▸ **Task statement**: Copy out every line of the records below word for word, with nothing changed.

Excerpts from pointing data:
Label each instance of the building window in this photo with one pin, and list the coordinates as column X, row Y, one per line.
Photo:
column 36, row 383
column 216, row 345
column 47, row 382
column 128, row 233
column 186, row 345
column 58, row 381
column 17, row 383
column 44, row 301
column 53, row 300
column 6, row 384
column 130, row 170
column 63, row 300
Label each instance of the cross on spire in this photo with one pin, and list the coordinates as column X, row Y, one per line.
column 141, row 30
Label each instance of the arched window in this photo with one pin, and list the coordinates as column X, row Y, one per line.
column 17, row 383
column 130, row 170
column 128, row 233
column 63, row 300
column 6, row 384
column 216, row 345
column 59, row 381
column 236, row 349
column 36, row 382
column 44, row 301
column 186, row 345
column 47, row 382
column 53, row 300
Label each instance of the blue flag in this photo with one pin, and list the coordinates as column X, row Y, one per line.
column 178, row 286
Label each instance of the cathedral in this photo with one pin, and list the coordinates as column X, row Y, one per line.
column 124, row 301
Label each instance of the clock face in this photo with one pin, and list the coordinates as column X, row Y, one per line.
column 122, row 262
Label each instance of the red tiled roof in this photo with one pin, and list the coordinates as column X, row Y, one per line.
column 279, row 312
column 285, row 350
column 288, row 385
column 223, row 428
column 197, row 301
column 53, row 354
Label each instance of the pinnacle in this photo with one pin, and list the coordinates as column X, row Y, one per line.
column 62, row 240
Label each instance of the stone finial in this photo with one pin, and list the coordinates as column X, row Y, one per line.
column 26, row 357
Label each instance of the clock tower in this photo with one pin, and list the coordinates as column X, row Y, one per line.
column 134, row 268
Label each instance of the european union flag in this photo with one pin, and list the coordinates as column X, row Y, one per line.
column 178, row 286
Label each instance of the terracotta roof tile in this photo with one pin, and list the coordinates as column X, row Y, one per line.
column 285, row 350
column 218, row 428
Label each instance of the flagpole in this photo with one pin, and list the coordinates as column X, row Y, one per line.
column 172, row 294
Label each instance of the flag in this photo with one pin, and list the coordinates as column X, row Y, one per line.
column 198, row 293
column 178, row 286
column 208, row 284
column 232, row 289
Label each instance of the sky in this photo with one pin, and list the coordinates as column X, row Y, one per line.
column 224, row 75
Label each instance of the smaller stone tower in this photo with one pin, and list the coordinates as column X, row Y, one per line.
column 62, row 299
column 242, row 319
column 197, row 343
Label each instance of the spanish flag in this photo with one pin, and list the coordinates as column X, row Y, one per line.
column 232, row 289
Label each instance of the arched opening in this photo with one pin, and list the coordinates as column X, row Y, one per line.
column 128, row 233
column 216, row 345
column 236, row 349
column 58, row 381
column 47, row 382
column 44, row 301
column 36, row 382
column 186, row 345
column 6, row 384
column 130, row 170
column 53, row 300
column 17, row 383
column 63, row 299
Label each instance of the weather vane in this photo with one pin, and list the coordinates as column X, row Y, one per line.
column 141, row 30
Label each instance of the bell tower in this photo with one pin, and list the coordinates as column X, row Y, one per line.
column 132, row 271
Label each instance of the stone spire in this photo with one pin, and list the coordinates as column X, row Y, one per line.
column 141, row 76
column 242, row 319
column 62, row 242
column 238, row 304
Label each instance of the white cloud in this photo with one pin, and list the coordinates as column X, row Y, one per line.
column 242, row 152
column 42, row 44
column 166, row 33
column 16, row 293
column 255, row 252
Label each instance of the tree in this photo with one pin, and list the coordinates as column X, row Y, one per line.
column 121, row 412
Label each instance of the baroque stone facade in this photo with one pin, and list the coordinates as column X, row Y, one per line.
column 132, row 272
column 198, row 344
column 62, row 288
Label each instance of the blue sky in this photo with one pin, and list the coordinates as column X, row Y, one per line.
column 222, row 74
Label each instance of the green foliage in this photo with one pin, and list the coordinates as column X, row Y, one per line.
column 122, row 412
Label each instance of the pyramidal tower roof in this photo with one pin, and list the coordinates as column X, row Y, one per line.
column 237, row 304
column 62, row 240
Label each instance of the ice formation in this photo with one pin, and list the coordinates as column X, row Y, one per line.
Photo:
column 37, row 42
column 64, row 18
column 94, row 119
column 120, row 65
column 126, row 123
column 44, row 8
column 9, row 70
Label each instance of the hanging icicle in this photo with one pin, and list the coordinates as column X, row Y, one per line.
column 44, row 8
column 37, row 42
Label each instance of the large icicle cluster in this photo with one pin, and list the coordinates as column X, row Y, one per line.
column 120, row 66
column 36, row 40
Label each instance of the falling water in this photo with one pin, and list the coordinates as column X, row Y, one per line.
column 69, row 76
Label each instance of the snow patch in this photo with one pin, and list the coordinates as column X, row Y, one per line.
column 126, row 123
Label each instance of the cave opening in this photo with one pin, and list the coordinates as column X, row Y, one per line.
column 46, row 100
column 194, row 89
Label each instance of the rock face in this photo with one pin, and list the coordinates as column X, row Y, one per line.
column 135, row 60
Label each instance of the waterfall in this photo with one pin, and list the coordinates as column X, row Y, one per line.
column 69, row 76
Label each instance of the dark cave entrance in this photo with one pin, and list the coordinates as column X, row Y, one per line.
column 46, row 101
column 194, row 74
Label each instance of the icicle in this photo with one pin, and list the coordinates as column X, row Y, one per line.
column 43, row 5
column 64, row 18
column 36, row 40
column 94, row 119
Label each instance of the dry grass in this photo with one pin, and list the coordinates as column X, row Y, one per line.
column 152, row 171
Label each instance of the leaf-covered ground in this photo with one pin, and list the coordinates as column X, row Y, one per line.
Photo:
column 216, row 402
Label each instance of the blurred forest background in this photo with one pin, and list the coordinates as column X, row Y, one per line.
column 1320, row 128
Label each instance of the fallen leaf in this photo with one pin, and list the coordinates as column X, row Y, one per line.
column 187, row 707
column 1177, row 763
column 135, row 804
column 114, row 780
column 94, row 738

▸ **Exercise response**:
Label each instance of the building window in this photo with one pin, and list the coordinates as column X, row Y, one per line.
Photo:
column 36, row 383
column 216, row 345
column 47, row 382
column 128, row 233
column 186, row 345
column 58, row 381
column 17, row 383
column 44, row 301
column 53, row 300
column 6, row 384
column 130, row 170
column 63, row 300
Label each instance of the cross on spire in this photo with one pin, and list the coordinates as column X, row Y, one per line.
column 141, row 30
Label each instance of the arched window in this photo with one pin, and list the coordinates as column X, row Y, one per line.
column 17, row 383
column 130, row 170
column 128, row 233
column 63, row 300
column 6, row 384
column 216, row 345
column 59, row 381
column 236, row 349
column 36, row 382
column 44, row 301
column 186, row 345
column 47, row 382
column 53, row 300
Label each instance of the blue flag in this photo with one pin, and list the coordinates as column X, row Y, one per line.
column 178, row 286
Label each instance of the cathedral in this photo with one pin, and list the coordinates as column X, row Y, one per line.
column 124, row 301
Label each instance of the clock face in this photo with one pin, and list the coordinates as column X, row Y, one per line.
column 122, row 262
Label each instance of the red tiled roof in this photo with one pin, and list the coordinates as column X, row Y, one per line.
column 279, row 312
column 285, row 350
column 288, row 385
column 223, row 428
column 197, row 301
column 53, row 354
Label each instance of the pinnacle in this photo with one pin, and list the coordinates as column X, row Y, one per line.
column 62, row 240
Label each instance of the stone finial in this photo with one pin, and list the coordinates as column X, row Y, one per line.
column 26, row 357
Label each instance of the clock tower in this photo with one pin, and list the coordinates as column X, row Y, one per line.
column 134, row 268
Label each instance of the european union flag in this photo with one pin, and list the coordinates as column X, row Y, one per line.
column 178, row 286
Label each instance of the terracotta roof tile in this photo with one pin, and list the coordinates as column X, row Y, one per line.
column 285, row 350
column 218, row 428
Label each instance of the flagpole in this photo with one pin, and list the coordinates as column X, row Y, one per line.
column 172, row 294
Label each instance of the flag in this photo with one pin, and list the coordinates as column X, row Y, one per line.
column 198, row 293
column 178, row 286
column 208, row 284
column 232, row 289
Label each instance of the sky in this photo with one pin, and list the coordinates as column X, row Y, one per line.
column 224, row 75
Label each instance of the smaller stone tower in this photo with one pin, and list the coordinates as column X, row Y, one per line.
column 62, row 299
column 242, row 319
column 197, row 343
Label each instance of the spanish flag in this photo with one pin, and list the coordinates as column X, row Y, one per line.
column 232, row 289
Label each instance of the arched opening in this photo with one pin, and list the coordinates as column X, row Y, one per line.
column 128, row 233
column 216, row 345
column 236, row 349
column 58, row 381
column 47, row 382
column 44, row 301
column 36, row 382
column 186, row 345
column 6, row 384
column 130, row 170
column 53, row 300
column 17, row 383
column 63, row 299
Label each instance of the weather vane in this photo with one pin, and list the coordinates as column X, row Y, one per line.
column 141, row 30
Label each instance of the bell tower in this photo with one pin, and list the coordinates as column X, row Y, one per line.
column 132, row 271
Label each instance of the stone spire in this photo with one pin, and list the coordinates as column X, row Y, one per line.
column 141, row 76
column 242, row 319
column 62, row 242
column 238, row 304
Label each instance of the white cloud in this photo with one pin, and list the coordinates as column X, row Y, one per line.
column 242, row 152
column 42, row 44
column 166, row 33
column 16, row 293
column 255, row 252
Label each instance of the tree in this photo with one pin, and list the coordinates as column X, row Y, one per line.
column 121, row 412
Label each instance of the baroque stone facade in this photo with one pin, and list the coordinates as column X, row Y, one per line.
column 132, row 272
column 198, row 344
column 62, row 288
Label each instance of the blue sky in this photo with one pin, and list the coordinates as column X, row Y, one per line.
column 222, row 74
Label each instance of the green foliage in this photo with one pin, and list the coordinates as column X, row Y, one per line.
column 122, row 412
Label each instance of the pyramidal tower roof in this photo with one pin, and list the coordinates as column X, row Y, one per line.
column 237, row 304
column 62, row 240
Label each instance of the ice formation in this photo with one pin, and list the coordinates as column X, row Y, one per line.
Photo:
column 37, row 42
column 64, row 18
column 94, row 119
column 120, row 65
column 126, row 123
column 44, row 8
column 9, row 70
Label each instance of the hanging icicle in this photo with one pin, and list the coordinates as column X, row Y, one per line.
column 44, row 8
column 37, row 42
Label each instance of the large icicle cluster in this photo with one pin, and list the coordinates as column X, row Y, one per line.
column 120, row 66
column 36, row 40
Label each instance of the falling water in this photo with one pin, and list the coordinates as column X, row Y, one per line.
column 69, row 76
Label each instance of the snow patch in this photo with one pin, and list the coordinates as column X, row Y, one per line.
column 126, row 123
Label each instance of the cave opening in this photo with one pin, and list the coordinates as column X, row Y, one per line.
column 46, row 100
column 194, row 89
Label each instance of the rock face in this photo with one pin, and list the coordinates as column X, row Y, one per line.
column 135, row 60
Label each instance of the waterfall in this photo with one pin, and list the coordinates as column X, row Y, one per line.
column 69, row 76
Label each instance of the dark cave entrance in this photo with one pin, and list the coordinates as column X, row Y, one per line.
column 46, row 101
column 194, row 74
Label each instance of the icicle in this photo with one pin, and list the coordinates as column X, row Y, one per line.
column 43, row 5
column 64, row 18
column 36, row 40
column 94, row 119
Label each instance of the dry grass in this photo with one pin, and list the coordinates as column X, row Y, one per line.
column 152, row 171
Label each instance of the leaf-covered ground in this photo with one pin, and list the coordinates as column X, row Y, one per line.
Photo:
column 216, row 402
Label each instance of the blurred forest background in this photo with one pin, and list the coordinates as column X, row Y, one per line.
column 1320, row 128
Label each instance of the fallen leaf in this photo with one pin, and list the coordinates as column X, row Y, one per line.
column 187, row 707
column 1177, row 763
column 135, row 804
column 114, row 780
column 94, row 738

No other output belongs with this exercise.